They are not aware, perhaps, that nobody felt it more than those who
were compelled to execute its decrees. Remember that the handwriting
of Couthon which designated some citizen for an office also conveyed a
threat, and in case of refusal, of being declared 'suspect,' a threat
which promised in perspective the loss of liberty and the
sequestration of property! Was I free, then, to refuse?" - Once
installed, the man must act, and many of those who do act let their
repugnance be seen in spite of themselves: at best, they cannot be got
to do more than mechanical service.

"Before going to court," says a judge at Cambray, "I swallowed a big
glass

of spirits to give me strength enough to preside."

He leaves his house with no other intention than to finish the job,
and, the sentence once pronounced, to return home, shut himself up,
and close his eyes and ears.

"I had to pronounce judgment according to the jury's declaration -
what could I do?"[67]

Nothing, but remain blind and deaf: "I drank. I tried to ignore
everything, even the names of the accused." - It is plain enough that,
in the local official body, there are too many agents who are weak,
not zealous, without any push, unreliable, or even secretly hostile;
these must be replaced by others who are energetic and reliable, and
the latter must be taken wherever they can be found.[68] This
reservoir in each department or district is the Jacobin nursery of the
principal town; from this, they are sent into the bourgs and communes
of the conscription. The central Jacobin nursery for France is in
Paris, from whence they are dispatched to the towns and departments.

V. Jacobins sent to the Provinces.

Importation of a staff of strangers. - Paris Jacobins sent into the
provinces. - Jacobins of enthusiastic towns deported to moderate
ones. - The Jacobins of a district headquarters spread through the
district. - Resistance of public opinion. - Distribution and small
number of really Jacobin agents.

= = = =

▶ GIVEN EXERCISE 1
List every word or phrase the text uses to describe the weak agents in the local official body who must be replaced.
▶ GIVEN EXERCISE 2
According to the text, what did the judge at Cambray drink before going to court?
▶ GIVEN EXERCISE 3
Please reproduce the part of the text that starts at the words "Importation of a" and ends after the words "really Jacobin agents.".

= = = =

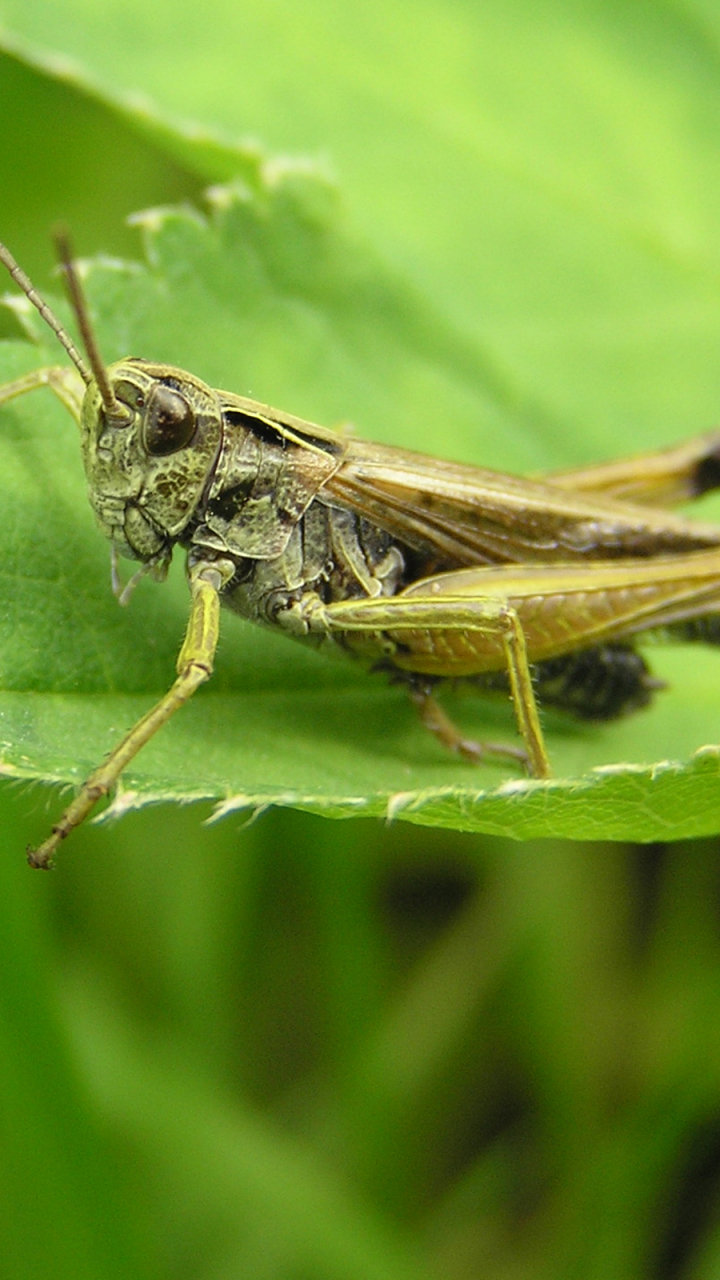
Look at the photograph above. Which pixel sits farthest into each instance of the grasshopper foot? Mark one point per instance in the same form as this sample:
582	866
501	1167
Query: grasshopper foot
446	732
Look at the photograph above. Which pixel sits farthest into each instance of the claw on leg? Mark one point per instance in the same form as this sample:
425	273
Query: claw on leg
440	723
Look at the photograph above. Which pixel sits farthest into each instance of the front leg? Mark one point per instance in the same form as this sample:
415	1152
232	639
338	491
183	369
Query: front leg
195	666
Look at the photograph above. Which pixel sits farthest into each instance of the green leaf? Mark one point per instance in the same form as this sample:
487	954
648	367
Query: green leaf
270	296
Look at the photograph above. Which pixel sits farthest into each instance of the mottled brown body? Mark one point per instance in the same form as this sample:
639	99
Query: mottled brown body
424	567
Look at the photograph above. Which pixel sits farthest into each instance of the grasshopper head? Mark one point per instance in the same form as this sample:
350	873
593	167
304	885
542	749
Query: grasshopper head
149	457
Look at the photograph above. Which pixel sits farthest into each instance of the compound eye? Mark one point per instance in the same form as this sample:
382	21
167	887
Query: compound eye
169	424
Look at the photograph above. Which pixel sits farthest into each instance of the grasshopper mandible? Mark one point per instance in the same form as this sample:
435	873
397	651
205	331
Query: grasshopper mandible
425	568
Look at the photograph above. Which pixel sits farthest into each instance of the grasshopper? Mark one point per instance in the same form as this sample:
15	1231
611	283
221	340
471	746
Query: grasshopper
425	568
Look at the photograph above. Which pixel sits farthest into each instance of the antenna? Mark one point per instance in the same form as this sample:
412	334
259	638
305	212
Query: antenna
26	284
98	371
78	301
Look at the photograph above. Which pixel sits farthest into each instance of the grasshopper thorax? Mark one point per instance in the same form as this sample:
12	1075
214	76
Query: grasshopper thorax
149	461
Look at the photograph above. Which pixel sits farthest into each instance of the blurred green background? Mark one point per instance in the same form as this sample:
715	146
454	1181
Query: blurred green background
306	1048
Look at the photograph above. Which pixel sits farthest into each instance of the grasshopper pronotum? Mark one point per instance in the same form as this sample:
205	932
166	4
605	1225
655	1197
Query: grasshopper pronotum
423	567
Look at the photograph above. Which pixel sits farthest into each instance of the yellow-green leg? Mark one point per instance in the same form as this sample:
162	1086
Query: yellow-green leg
195	666
482	615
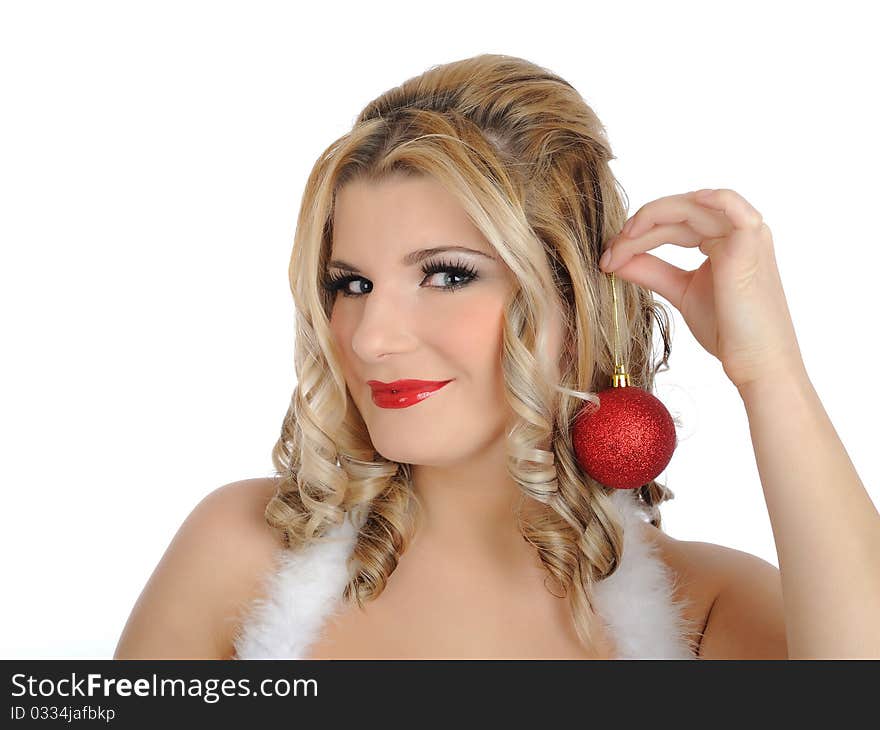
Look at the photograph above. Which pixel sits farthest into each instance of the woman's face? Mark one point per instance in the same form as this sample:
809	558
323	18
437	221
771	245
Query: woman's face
401	320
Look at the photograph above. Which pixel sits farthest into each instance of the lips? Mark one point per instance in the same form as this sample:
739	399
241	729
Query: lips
403	393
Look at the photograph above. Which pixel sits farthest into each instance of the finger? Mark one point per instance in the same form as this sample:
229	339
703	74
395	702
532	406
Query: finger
678	209
653	273
738	210
623	249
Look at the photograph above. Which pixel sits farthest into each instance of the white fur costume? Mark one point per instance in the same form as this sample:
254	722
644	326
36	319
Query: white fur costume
635	602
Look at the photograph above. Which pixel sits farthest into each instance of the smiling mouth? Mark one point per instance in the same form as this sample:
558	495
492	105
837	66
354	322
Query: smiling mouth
404	397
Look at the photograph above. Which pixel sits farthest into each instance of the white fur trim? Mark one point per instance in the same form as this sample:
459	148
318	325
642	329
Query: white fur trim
635	603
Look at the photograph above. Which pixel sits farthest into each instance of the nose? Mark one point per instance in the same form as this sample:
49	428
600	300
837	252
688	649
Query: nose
385	326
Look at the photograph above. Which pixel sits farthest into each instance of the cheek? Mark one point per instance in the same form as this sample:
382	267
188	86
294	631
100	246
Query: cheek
477	340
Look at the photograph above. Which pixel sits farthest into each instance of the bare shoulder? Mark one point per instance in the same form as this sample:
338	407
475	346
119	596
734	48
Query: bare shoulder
212	570
735	595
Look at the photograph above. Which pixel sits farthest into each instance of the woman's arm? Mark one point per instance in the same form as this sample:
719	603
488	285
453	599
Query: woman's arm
826	528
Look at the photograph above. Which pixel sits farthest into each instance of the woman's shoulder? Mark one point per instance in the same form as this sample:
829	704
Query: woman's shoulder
735	596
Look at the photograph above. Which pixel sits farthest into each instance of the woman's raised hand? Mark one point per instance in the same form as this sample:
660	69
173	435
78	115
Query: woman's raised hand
733	303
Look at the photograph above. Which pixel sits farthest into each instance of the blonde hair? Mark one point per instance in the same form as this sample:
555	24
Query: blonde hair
528	160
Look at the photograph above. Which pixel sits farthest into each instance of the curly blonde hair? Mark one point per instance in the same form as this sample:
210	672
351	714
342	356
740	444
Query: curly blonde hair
528	160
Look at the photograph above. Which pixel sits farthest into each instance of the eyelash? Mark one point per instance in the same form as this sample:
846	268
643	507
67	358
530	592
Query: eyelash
339	282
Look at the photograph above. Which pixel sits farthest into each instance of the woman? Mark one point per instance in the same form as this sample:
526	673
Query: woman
455	237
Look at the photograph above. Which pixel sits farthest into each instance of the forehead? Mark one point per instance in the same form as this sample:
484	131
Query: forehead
400	214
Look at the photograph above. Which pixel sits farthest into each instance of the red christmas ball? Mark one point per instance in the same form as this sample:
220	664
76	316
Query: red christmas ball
627	440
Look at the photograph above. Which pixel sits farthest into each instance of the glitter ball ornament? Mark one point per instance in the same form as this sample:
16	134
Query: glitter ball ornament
627	440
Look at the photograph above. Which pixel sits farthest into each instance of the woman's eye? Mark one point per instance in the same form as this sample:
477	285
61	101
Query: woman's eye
455	276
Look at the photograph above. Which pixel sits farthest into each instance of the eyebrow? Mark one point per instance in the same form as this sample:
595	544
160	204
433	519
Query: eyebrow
414	257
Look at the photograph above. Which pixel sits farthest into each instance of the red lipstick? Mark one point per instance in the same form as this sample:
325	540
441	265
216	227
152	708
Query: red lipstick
403	393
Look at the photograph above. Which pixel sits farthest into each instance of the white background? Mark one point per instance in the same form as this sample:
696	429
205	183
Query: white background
152	159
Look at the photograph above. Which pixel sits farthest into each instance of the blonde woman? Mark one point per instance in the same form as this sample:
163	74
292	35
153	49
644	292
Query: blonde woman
453	305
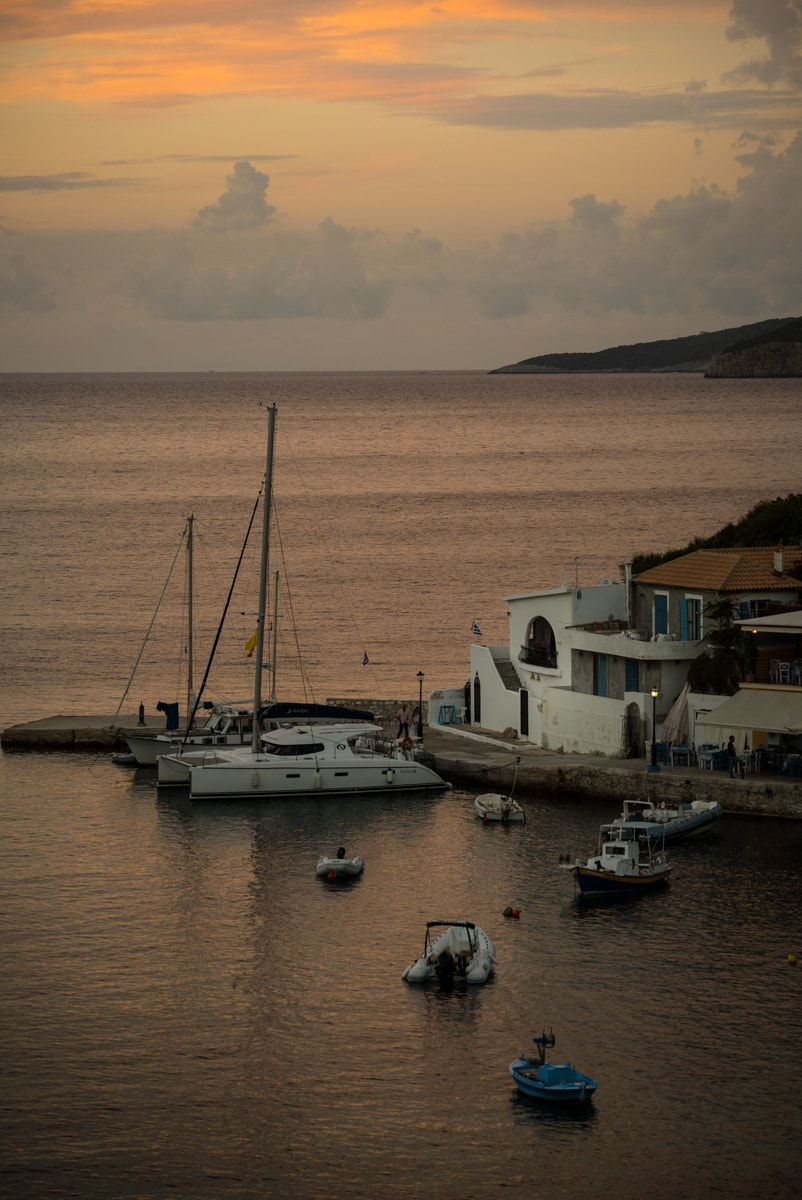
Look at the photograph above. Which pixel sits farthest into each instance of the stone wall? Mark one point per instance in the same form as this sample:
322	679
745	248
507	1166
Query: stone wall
384	711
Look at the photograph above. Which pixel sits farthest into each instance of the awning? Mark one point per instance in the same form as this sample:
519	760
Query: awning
779	623
772	711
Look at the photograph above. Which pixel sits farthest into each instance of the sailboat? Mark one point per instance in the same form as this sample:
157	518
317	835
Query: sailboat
303	757
228	723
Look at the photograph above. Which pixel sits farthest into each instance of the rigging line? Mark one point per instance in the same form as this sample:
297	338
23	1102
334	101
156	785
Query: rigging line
333	568
305	679
220	628
142	651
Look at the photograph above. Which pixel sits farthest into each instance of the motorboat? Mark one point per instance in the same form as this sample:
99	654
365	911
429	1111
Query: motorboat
312	760
494	807
339	867
671	821
460	952
227	724
550	1081
628	861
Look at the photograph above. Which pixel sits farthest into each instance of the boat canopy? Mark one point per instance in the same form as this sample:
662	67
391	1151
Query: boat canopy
287	711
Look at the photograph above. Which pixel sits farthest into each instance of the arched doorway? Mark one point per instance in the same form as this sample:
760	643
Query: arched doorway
540	646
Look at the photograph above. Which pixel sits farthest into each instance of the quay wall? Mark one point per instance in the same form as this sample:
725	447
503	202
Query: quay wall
753	796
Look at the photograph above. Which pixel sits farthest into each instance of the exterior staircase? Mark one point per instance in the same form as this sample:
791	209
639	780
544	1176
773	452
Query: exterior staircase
508	675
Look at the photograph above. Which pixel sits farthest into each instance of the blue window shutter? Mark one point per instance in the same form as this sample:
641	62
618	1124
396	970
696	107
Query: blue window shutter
660	615
683	619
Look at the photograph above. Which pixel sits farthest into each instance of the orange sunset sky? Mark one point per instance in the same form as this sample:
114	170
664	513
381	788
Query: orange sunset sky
339	185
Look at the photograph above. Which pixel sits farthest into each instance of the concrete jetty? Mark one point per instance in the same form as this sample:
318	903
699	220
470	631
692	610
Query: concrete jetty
482	760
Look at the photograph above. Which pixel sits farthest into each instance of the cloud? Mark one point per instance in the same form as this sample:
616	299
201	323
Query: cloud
276	276
779	24
702	252
585	109
24	285
67	181
243	205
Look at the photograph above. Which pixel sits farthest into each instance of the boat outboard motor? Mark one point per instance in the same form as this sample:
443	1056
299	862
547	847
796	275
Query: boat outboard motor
444	969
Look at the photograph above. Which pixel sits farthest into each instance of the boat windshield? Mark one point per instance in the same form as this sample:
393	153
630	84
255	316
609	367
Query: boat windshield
292	749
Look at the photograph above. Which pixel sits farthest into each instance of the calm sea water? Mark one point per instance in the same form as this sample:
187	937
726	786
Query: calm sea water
185	1009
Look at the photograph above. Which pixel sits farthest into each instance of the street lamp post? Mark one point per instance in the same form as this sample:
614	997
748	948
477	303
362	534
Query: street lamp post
654	695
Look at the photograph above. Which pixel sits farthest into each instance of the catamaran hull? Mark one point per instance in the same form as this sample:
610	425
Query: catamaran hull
277	780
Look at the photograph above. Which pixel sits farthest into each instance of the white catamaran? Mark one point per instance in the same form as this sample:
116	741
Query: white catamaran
300	759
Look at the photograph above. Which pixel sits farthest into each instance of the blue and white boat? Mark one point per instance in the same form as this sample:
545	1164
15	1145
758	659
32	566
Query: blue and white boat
627	862
671	821
550	1081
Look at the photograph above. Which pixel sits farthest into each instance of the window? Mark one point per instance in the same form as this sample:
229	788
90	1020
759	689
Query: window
690	619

= = = =

▶ COMPLETE RESPONSE 1
weak; not zealous; without any push; unreliable; secretly hostile

▶ COMPLETE RESPONSE 2
A big glass of spirits.

▶ COMPLETE RESPONSE 3
Importation of a staff of strangers. - Paris Jacobins sent into the
provinces. - Jacobins of enthusiastic towns deported to moderate
ones. - The Jacobins of a district headquarters spread through the
district. - Resistance of public opinion. - Distribution and small
number of really Jacobin agents.